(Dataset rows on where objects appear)
····················

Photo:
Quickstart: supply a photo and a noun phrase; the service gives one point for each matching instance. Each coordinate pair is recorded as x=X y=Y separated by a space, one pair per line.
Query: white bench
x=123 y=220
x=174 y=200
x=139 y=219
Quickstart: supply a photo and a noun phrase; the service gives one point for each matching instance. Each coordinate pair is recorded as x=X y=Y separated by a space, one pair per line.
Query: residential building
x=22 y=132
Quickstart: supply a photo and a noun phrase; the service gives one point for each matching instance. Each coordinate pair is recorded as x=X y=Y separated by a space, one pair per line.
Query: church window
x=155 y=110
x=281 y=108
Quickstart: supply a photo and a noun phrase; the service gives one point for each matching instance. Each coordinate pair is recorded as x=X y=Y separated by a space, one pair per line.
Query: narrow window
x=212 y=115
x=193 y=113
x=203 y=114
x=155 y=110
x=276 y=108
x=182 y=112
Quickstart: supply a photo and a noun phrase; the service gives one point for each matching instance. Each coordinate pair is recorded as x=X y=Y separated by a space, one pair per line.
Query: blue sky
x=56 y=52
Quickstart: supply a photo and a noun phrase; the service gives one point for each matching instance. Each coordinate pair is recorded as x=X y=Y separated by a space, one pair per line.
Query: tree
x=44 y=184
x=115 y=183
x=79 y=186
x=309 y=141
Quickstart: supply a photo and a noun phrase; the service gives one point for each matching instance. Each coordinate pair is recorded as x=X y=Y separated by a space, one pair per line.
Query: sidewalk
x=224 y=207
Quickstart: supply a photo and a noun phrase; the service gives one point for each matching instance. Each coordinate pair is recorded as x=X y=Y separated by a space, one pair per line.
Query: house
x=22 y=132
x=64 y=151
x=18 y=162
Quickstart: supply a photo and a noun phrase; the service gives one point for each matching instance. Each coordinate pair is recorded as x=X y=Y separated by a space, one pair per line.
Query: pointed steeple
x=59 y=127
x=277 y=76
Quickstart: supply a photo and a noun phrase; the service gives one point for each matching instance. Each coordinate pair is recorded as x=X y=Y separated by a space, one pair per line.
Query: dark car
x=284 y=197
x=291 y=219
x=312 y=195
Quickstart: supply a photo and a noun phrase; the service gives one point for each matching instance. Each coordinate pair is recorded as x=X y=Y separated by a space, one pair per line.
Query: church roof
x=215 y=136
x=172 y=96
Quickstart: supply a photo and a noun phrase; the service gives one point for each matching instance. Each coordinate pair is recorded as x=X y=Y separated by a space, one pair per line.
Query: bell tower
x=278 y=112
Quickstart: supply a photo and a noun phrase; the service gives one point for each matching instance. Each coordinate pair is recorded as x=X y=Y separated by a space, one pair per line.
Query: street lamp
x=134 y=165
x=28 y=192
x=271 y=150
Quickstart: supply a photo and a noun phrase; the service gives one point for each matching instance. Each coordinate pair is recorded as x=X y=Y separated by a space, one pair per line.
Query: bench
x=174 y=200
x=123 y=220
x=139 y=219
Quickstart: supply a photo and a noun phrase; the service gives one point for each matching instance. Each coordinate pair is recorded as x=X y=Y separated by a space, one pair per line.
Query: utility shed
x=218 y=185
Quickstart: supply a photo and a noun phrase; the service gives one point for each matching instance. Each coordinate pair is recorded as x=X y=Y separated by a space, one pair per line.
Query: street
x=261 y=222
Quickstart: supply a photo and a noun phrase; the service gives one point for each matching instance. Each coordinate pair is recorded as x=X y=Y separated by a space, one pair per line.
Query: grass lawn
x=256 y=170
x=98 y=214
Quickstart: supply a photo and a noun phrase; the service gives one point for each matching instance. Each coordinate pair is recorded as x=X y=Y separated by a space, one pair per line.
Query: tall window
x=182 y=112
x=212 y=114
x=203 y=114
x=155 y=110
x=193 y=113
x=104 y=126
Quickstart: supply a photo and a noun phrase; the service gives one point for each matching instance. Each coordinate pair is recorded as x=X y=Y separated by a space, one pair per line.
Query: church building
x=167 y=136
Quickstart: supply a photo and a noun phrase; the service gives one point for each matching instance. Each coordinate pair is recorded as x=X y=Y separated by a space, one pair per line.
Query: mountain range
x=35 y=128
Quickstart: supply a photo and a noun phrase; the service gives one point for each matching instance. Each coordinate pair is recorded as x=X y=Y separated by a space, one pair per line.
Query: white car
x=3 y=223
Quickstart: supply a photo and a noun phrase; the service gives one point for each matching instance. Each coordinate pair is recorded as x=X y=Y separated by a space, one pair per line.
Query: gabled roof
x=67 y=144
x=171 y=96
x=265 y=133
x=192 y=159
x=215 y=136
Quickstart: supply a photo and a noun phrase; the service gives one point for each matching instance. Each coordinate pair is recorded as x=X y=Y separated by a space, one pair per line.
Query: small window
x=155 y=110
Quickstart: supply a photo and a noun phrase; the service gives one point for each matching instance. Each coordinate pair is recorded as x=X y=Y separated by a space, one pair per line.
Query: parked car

····················

### Stated problem
Starting at the first line of the listing and ending at the line that contains "x=281 y=108", reproduce those lines in full, requests included. Scale every coordinate in the answers by 1.75 and round each result to a whole number, with halves rounded up.

### The answer
Photo:
Quickstart: supply a photo and a noun phrase; the service gives one point for each matching instance. Each coordinate pair is recorded as x=X y=Y separated by a space, one pair per line.
Query: white bench
x=215 y=385
x=305 y=350
x=243 y=383
Quickstart: supply a photo and a noun phrase; the service gives one point for each matching instance. Each coordinate pair is recorded as x=X y=Y separated by a space, one pair per line.
Query: residential building
x=39 y=231
Quickstart: supply a photo and a noun phrase; the service gives one point for each matching instance. Each coordinate pair is recorded as x=X y=Y separated by a space, one pair per line.
Query: church window
x=271 y=193
x=492 y=189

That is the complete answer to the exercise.